▶ Supplied passage
= Beginning of Section =

Question

Question about edgeR p-values/FDR values

0

Entering edit mode

12 months ago

Ronin ▴ 10

I'm running edgeR for differencial accessibility of ATAC-seq peaks, and with my samples I noticed something with the output that I was hoping to get some explanation for. So my results from edgeR with 18 total samples looks like this:

    logFC   logCPM  LR  PValue  FDR
1   4.393527353 5.905829078 572.9930277 1.25E-126   9.64E-122
2   4.380895656 5.608644923 549.0927083 1.98E-121   7.62E-117
3   5.594629126 7.869247982 544.8831178 1.63E-120   4.18E-116
4   4.397254263 5.692977435 539.7046714 2.19E-119   4.20E-115
5   4.571165539 5.632301129 530.9367562 1.77E-117   2.72E-113

I would have expected p-values/FDR values for each of my 18 samples at this particular chromosome region (1-5 on the left side, I changed the chromosome number to be less ugly for the question), yet I only get one. And so my question is: Is this an issue with my code, as one of my advisors suggests, or is it that it gives a sort of mean value across all samples, thus giving only 1 value for P-value/FDR?

Thanks in advance for any insights you might be able to provide.

edgeR • 3.0k views

ADD COMMENT • link 12 months ago by Ronin ▴ 10

0

Entering edit mode

I guess more details on your experimental setup, and the code you used, would help. But here it seems you are just showing the DE test for 1 sample. Depending on how you ran the test, this could represent your 18 samples (but likely incorrectly), unless the 18 samples are supposed to be replicates, then this analysis may be fine.

If you share your code, and what the setup is supposed to be, then we might be able to help more specifically.

ADD REPLY • link 12 months ago by rfran010 ★ 1.7k

0

Entering edit mode

Sure, I am happy to share the code. I'll add a few comments here and there within the code:

library("tximport")
library("readr")
library("tximportData")
library("pasilla")
library("writexl")

= End of Section =

(Collected data)
= Beginning of Section =

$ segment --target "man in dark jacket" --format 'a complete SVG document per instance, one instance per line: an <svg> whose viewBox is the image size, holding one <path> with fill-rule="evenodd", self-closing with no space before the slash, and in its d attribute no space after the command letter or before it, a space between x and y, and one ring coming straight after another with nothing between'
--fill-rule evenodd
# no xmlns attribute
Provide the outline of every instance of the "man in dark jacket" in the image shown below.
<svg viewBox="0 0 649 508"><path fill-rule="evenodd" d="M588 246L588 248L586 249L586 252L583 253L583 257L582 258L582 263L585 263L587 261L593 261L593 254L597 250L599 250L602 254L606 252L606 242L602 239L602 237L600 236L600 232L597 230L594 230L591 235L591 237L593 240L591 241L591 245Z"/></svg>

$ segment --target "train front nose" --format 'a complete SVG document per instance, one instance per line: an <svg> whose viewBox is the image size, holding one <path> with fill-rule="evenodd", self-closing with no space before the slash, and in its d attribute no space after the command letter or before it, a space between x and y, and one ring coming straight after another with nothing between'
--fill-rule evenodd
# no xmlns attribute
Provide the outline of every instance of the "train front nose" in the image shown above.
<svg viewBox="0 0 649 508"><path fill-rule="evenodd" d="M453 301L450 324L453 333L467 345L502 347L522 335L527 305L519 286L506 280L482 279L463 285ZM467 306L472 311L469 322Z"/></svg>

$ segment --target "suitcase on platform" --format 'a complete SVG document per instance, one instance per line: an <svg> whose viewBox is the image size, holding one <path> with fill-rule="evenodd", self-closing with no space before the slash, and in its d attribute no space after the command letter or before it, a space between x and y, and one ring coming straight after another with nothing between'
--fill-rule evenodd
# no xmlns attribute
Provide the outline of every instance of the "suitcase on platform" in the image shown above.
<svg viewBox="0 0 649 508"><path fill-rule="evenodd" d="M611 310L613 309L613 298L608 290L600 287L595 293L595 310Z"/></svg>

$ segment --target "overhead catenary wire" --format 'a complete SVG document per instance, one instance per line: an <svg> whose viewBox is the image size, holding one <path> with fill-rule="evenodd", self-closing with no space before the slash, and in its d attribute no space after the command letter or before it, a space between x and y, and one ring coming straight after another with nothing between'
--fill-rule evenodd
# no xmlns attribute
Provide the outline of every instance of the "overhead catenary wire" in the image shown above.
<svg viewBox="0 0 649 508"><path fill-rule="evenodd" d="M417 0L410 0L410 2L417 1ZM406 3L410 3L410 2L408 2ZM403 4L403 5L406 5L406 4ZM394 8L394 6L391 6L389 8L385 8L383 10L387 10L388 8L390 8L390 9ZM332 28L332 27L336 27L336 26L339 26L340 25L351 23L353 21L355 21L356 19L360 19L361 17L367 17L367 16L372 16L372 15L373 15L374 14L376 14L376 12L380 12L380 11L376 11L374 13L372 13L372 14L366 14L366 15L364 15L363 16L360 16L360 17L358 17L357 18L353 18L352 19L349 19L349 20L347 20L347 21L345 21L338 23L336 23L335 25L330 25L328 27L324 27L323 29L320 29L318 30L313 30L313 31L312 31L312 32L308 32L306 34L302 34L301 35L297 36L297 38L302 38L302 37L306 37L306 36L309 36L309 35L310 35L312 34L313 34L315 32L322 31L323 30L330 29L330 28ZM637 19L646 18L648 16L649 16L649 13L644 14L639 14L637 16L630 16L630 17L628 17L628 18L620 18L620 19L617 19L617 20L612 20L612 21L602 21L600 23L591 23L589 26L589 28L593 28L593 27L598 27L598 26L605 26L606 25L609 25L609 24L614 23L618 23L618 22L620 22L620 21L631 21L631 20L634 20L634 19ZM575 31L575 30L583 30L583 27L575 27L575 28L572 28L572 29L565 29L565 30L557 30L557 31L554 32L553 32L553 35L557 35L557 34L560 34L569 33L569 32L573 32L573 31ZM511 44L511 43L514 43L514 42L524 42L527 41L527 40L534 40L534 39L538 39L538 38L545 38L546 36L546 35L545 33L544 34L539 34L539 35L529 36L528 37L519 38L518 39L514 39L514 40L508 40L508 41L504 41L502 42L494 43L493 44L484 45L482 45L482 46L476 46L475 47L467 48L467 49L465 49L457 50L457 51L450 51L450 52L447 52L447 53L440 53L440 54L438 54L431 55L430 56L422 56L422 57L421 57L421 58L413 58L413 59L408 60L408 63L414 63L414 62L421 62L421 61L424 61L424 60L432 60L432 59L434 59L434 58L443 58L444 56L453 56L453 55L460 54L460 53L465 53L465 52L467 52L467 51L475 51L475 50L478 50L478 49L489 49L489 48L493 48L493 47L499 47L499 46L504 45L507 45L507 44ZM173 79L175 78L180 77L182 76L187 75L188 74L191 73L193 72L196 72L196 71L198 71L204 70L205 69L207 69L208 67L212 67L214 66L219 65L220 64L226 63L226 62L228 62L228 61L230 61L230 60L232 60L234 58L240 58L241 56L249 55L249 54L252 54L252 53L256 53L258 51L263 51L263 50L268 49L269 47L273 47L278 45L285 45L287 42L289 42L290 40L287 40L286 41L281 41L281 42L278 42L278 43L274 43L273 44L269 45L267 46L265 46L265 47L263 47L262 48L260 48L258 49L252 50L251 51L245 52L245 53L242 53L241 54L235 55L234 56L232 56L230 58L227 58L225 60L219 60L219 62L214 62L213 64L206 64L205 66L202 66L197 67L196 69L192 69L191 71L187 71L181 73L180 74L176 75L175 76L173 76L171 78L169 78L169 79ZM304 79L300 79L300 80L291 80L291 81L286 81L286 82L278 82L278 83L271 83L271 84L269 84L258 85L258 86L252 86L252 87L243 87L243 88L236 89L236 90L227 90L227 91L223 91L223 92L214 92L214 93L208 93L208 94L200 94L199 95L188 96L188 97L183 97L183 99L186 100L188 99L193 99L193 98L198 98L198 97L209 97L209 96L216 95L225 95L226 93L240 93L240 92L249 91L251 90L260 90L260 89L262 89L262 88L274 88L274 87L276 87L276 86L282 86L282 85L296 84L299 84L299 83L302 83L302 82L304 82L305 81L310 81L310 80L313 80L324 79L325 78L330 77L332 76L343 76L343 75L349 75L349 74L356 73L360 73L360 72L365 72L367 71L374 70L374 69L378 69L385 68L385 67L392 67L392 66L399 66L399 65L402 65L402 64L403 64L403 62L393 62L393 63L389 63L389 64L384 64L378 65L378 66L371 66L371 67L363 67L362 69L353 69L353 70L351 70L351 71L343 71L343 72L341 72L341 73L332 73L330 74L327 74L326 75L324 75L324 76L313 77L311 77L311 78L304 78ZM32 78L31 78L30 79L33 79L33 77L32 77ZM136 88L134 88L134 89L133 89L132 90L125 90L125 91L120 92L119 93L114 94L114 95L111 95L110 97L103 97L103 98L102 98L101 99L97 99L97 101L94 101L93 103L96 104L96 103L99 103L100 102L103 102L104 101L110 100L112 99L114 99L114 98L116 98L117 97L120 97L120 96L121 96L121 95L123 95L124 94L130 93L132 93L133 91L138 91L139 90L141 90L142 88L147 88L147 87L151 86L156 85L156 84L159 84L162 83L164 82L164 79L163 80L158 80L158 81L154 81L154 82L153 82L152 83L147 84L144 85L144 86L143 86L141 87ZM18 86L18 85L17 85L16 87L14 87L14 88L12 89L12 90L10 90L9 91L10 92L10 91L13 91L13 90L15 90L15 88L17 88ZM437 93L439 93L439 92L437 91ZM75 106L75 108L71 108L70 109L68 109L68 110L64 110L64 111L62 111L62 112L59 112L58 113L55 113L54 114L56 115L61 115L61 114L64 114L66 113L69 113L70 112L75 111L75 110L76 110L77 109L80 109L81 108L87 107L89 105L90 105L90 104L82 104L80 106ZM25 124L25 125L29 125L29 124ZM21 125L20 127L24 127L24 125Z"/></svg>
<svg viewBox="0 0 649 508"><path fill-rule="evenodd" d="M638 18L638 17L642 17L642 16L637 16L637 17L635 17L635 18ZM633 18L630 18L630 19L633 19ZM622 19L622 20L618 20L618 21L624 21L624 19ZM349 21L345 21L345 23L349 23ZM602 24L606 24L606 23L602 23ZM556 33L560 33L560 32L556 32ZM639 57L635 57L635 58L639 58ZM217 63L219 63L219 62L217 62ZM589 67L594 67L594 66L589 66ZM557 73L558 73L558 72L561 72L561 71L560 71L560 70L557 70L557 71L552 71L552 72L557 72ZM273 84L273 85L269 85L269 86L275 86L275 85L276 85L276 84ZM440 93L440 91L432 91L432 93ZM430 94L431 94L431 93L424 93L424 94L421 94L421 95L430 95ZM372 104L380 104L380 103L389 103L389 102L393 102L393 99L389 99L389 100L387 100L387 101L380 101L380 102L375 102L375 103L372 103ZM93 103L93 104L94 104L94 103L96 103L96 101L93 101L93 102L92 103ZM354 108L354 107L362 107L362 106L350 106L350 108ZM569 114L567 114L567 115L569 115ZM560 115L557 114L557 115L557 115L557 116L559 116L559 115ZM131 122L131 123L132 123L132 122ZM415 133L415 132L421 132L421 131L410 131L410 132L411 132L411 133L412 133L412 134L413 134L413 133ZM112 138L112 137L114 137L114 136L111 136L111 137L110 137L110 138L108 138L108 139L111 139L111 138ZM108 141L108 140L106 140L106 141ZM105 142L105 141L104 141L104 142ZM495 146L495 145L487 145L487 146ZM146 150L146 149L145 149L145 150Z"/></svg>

= End of Section =

▶ Parts of the exercise
1 > Answer these questions about the thread on edgeR p-values, one line each:
(a) What kind of analysis was the poster running edgeR for?
(b) Who suggested that the problem might lie in the poster's code?
(c) According to the first reply, what two things would help in giving an answer?
2 > Continue the thread on edgeR p-values from its last line.

▶ Answer section
1 >
(a) Differential accessibility of ATAC-seq peaks.
(b) One of the poster's advisors.
(c) More details on the experimental setup and the code used.

2 >
library("DESeq2")
library("factoextra")

# Load the count matrix
# Assuming the first column of counts contains gene names, and the rest are sample counts
counts <- read.table("ATAC_all_merged.readCountInPeaks.txt", header = TRUE, row.names = 1)

# Extract only the count columns (starting from the 7th column)
count_data <- counts[, 6:ncol(counts)]

# Check the data to ensure it's loaded correctly
head(count_data)

# Set up the sample information (metadata)
sample_names <- colnames(count_data)  # Use the column names from count_data

# Load sample information (metadata)
groups <- read.table("sample-info.txt", header = TRUE, sep = "\t", stringsAsFactors = TRUE)

countDF = as.matrix(read.table("ATAC_all_merged.readCountInPeaks.txt", header = TRUE, sep = "\t", stringsAsFactors = TRUE))
groups = read.table("sample-info.txt", header = TRUE, sep = "\t", stringsAsFactors = TRUE)

individuals = c("ATAC_01_mapped.sorted.rem_dup.bam", "ATAC_03_mapped.sorted.rem_dup.bam", "ATAC_04_mapped.sorted.rem_dup.bam", "ATAC_05_mapped.sorted.rem_dup.bam","ATAC_07_mapped.sorted.rem_dup.bam", "ATAC_08_mapped.sorted.rem_dup.bam","ATAC_13_mapped.sorted.rem_dup.bam", "ATAC_15_mapped.sorted.rem_dup.bam","ATAC_16_mapped.sorted.rem_dup.bam", "ATAC_17_mapped.sorted.rem_dup.bam","ATAC_19_mapped.sorted.rem_dup.bam", "ATAC_20_mapped.sorted.rem_dup.bam","ATAC_25_mapped.sorted.rem_dup.bam", "ATAC_27_mapped.sorted.rem_dup.bam","ATAC_28_mapped.sorted.rem_dup.bam", "ATAC_29_mapped.sorted.rem_dup.bam","ATAC_31_mapped.sorted.rem_dup.bam","ATAC_32_mapped.sorted.rem_dup.bam")


#DESeq

rnaseqMatrix = count_data
rnaseqMatrix = round(rnaseqMatrix)
rnaseqMatrix = rnaseqMatrix[rowSums(cpm(rnaseqMatrix) > 1) >= 2,]
dim(rnaseqMatrix)

#DESeq ALL
rownames(groups) = colnames(rnaseqMatrix)
ddsFullCountTable.all <- DESeqDataSetFromMatrix(
  countData = rnaseqMatrix,
  colData = groups,
  design = ~ environment + tissue)
dds = DESeq(ddsFullCountTable.all)
resultsNames(dds)

So first I work with DESEq2. I'm working with 18 samples like I said, with 3 tissues (eye/liver/spleen). Maybe at the "DESEq ALL" step there is something I need to modify here, but it works just fine. So now we get to edgeR (see comment #2 due to character length being too long):

ADD REPLY • link 12 months ago by Ronin ▴ 10

0

Entering edit mode

(Part 2)

library(edgeR)

dge <- DGEList(counts = count_data, group = groups$tissue)
print(dge)
table(groups$tissue)
# Calculate normalization factors using TMM normalization
dge <- calcNormFactors(dge)

# Check the normalization factors (optional)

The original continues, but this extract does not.